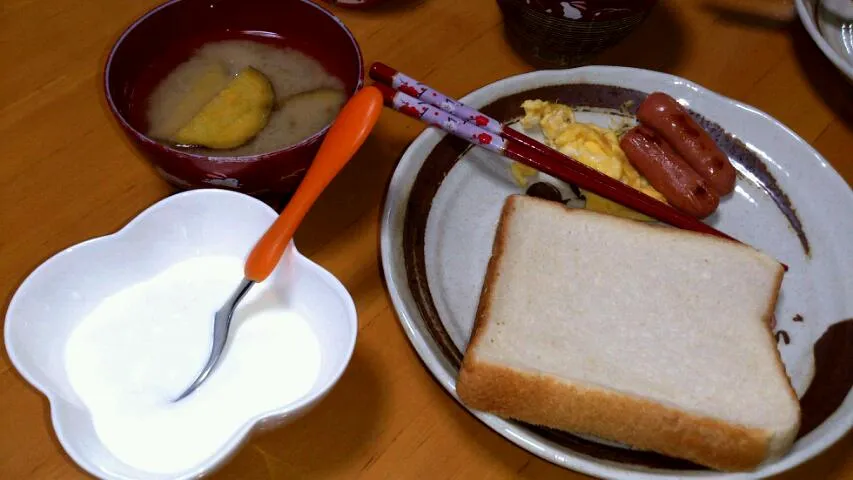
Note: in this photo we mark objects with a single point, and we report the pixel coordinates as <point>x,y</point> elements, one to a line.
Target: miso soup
<point>305,97</point>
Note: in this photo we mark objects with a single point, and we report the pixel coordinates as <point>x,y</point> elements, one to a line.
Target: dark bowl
<point>355,3</point>
<point>561,34</point>
<point>167,35</point>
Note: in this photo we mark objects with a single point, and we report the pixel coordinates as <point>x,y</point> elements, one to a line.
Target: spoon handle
<point>345,137</point>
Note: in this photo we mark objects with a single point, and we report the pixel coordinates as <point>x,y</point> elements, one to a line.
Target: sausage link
<point>667,118</point>
<point>668,173</point>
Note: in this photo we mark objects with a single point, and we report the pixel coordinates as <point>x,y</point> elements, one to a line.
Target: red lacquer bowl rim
<point>220,159</point>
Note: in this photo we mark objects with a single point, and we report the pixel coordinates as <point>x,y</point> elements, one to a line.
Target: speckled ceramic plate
<point>832,34</point>
<point>443,206</point>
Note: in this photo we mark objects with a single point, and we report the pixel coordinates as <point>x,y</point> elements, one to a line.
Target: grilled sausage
<point>667,118</point>
<point>668,173</point>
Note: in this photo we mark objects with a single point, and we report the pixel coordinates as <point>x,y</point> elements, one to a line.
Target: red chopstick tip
<point>387,92</point>
<point>381,72</point>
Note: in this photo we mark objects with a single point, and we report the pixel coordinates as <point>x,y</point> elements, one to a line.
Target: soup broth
<point>307,97</point>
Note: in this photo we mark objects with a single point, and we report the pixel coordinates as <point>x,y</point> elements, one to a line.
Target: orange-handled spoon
<point>346,135</point>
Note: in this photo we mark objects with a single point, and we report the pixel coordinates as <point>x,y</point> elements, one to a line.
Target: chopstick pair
<point>412,98</point>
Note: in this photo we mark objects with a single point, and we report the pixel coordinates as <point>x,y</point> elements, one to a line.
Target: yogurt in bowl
<point>113,329</point>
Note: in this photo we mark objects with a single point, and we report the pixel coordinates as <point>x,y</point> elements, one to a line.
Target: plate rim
<point>810,24</point>
<point>398,190</point>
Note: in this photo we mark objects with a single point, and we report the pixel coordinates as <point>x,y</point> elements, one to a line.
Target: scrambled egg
<point>594,146</point>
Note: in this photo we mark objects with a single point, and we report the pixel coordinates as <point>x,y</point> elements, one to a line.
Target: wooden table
<point>68,174</point>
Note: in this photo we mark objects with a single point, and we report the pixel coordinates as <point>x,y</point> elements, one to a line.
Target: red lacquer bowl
<point>167,35</point>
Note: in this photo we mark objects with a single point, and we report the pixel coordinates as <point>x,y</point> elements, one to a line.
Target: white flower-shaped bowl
<point>58,294</point>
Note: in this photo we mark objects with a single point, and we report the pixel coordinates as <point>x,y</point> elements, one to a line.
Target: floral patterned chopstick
<point>400,81</point>
<point>551,162</point>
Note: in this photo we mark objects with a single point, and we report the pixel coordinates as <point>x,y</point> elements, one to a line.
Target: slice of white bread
<point>650,336</point>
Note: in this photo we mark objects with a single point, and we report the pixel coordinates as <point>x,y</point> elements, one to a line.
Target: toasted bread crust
<point>549,401</point>
<point>545,400</point>
<point>778,446</point>
<point>492,272</point>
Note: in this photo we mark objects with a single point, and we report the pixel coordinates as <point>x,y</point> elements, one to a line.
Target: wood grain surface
<point>67,174</point>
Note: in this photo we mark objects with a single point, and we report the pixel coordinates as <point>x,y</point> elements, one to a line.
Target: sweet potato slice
<point>234,116</point>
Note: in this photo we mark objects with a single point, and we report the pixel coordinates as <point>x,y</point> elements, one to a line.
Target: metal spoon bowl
<point>346,135</point>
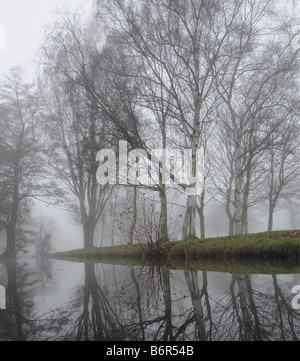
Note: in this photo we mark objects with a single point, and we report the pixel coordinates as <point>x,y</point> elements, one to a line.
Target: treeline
<point>159,74</point>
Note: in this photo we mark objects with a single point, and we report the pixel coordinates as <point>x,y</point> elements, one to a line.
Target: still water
<point>60,300</point>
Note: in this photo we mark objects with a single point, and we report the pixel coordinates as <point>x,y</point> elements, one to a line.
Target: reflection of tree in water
<point>250,314</point>
<point>98,319</point>
<point>150,303</point>
<point>20,321</point>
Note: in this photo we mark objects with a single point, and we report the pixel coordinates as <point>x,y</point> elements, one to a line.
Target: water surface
<point>60,300</point>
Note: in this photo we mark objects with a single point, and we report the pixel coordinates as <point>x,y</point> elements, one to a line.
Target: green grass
<point>284,245</point>
<point>269,252</point>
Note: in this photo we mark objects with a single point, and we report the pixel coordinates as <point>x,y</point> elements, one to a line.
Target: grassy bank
<point>283,246</point>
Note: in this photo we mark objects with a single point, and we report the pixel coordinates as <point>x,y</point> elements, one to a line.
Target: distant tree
<point>21,163</point>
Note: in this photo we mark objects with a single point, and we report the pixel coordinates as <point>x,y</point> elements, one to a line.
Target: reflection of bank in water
<point>2,298</point>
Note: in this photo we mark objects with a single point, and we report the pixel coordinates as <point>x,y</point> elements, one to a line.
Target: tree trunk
<point>189,226</point>
<point>134,215</point>
<point>11,226</point>
<point>270,220</point>
<point>164,236</point>
<point>238,188</point>
<point>201,215</point>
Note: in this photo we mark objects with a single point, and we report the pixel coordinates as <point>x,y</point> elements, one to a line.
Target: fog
<point>106,108</point>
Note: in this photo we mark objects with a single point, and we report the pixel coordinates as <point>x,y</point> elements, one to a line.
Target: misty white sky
<point>24,21</point>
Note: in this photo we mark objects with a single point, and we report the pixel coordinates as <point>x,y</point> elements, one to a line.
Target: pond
<point>60,300</point>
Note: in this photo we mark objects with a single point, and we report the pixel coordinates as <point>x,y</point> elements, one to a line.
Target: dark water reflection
<point>56,300</point>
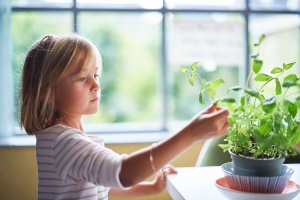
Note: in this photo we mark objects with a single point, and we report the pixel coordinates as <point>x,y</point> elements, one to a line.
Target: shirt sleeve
<point>76,154</point>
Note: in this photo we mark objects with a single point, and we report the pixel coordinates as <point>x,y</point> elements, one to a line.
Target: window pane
<point>147,4</point>
<point>205,4</point>
<point>281,44</point>
<point>43,3</point>
<point>29,26</point>
<point>274,4</point>
<point>216,41</point>
<point>130,81</point>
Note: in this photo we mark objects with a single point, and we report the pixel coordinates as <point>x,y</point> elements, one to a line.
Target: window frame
<point>246,12</point>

● **TASK DETAILS**: Could you put every line from the start of the records through the line containing "<point>443,206</point>" into a Markdown table with the columns Row and Text, numbering each row and skipping blank lines? Leave the pictures out.

● **TASK ANSWER**:
| Row | Text |
|---|---|
| 1 | Note: in this photo we mark objects with a single point, and we report the pixel coordinates as <point>x,y</point> elements, one to a line. |
| 2 | Target: miso soup |
| 3 | <point>305,97</point> |
| 4 | Note: in this photo we mark objects with a single point, and we report the pixel coordinates as <point>x,y</point> elements, one to a line. |
| 5 | Target: dark bowl |
| 6 | <point>355,3</point> |
| 7 | <point>561,34</point> |
| 8 | <point>167,35</point> |
| 9 | Note: in this photo we mark objects with a single point, and we report the pixel coordinates as <point>x,y</point> elements, one to a line. |
| 10 | Target: spoon handle |
| 11 | <point>345,137</point> |
| 12 | Note: in this photo we mark objects with a single point, and we report the pixel coordinates as <point>x,y</point> elements, one to a line. |
| 13 | Target: sausage link |
| 14 | <point>667,118</point> |
| 15 | <point>668,173</point> |
| 16 | Note: in this photo we mark objects with a single point, and we report the pixel coordinates as <point>x,y</point> elements, one to a line. |
| 17 | Target: red lacquer bowl rim |
| 18 | <point>220,159</point> |
| 19 | Note: in this photo we mark objects with a single point, and we report the pixel coordinates as <point>x,y</point> elements, one to a line. |
| 20 | Target: speckled ceramic plate |
| 21 | <point>832,34</point> |
| 22 | <point>443,206</point> |